▶ YOUR INSTRUCTIONS: Of all the lines below, output only those starting at the one with "Target: sky" and ending at the one with "Tag every instance of the person", both ends included, exactly as written.

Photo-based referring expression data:
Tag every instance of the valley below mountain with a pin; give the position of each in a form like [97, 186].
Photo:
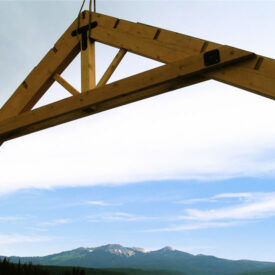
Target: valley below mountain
[116, 256]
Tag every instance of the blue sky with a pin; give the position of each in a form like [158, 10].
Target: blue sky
[193, 169]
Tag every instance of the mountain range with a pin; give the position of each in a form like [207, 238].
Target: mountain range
[167, 258]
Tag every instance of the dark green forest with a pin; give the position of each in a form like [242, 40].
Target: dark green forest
[8, 268]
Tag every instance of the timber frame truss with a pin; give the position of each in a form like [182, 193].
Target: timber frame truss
[187, 61]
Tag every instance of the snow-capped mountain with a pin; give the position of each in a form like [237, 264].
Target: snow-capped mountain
[167, 258]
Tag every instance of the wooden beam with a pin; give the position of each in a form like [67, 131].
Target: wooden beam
[88, 79]
[41, 77]
[143, 85]
[112, 67]
[72, 90]
[256, 75]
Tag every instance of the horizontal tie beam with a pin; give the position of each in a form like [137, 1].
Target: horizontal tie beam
[153, 82]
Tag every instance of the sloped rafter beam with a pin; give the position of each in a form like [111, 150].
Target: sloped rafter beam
[106, 76]
[140, 86]
[42, 76]
[255, 74]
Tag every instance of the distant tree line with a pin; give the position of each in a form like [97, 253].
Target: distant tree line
[8, 268]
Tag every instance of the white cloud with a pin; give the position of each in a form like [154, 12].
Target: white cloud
[201, 135]
[245, 207]
[193, 226]
[11, 219]
[100, 203]
[16, 238]
[258, 206]
[56, 222]
[217, 198]
[117, 217]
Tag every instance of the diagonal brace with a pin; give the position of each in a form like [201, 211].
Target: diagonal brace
[153, 82]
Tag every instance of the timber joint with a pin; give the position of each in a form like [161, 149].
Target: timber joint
[83, 31]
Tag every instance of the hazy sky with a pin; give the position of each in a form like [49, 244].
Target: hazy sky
[193, 169]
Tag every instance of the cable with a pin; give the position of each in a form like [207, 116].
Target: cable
[78, 18]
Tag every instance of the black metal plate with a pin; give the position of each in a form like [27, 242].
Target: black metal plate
[212, 58]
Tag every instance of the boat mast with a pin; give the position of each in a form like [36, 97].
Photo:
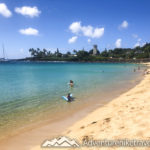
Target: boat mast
[3, 51]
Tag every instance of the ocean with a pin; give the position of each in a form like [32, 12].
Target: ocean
[30, 92]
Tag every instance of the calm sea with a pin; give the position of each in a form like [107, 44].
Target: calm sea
[31, 92]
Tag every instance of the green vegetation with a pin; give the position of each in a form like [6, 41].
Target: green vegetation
[117, 54]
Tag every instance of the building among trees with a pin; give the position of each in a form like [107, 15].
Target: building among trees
[95, 50]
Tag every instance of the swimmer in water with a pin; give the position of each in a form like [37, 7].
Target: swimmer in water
[71, 83]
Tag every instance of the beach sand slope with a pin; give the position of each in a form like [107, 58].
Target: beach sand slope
[126, 117]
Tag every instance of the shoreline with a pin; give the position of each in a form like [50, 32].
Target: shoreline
[125, 117]
[86, 113]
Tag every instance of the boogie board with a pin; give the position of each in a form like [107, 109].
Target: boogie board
[65, 98]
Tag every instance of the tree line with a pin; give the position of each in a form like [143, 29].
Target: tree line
[140, 52]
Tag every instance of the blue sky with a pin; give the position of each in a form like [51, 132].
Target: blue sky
[72, 24]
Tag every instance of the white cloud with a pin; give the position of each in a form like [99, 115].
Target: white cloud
[22, 50]
[75, 27]
[118, 43]
[89, 40]
[29, 31]
[124, 24]
[4, 11]
[73, 39]
[87, 31]
[135, 36]
[28, 11]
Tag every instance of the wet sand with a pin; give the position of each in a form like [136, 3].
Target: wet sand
[126, 117]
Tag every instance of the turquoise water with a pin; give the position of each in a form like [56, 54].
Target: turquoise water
[32, 92]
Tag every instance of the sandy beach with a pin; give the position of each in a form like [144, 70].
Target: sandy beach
[126, 117]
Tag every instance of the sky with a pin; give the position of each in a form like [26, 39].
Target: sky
[72, 24]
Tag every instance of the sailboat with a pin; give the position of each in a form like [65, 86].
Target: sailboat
[3, 58]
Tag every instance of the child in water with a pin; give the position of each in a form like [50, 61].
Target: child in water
[69, 97]
[71, 83]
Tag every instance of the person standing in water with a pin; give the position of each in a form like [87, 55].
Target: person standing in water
[69, 97]
[71, 83]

▶ ANSWER:
Target: sky
[72, 24]
Tag every instance of the sailboat with a pin; give the position of each in a form like [65, 86].
Target: sailboat
[3, 58]
Tag every instance of the child in water with a pin; give the position of each in a form like [50, 61].
Target: child in water
[69, 97]
[71, 83]
Tag every instance of the person standing in water with a pin; give the position of each in a form like [87, 55].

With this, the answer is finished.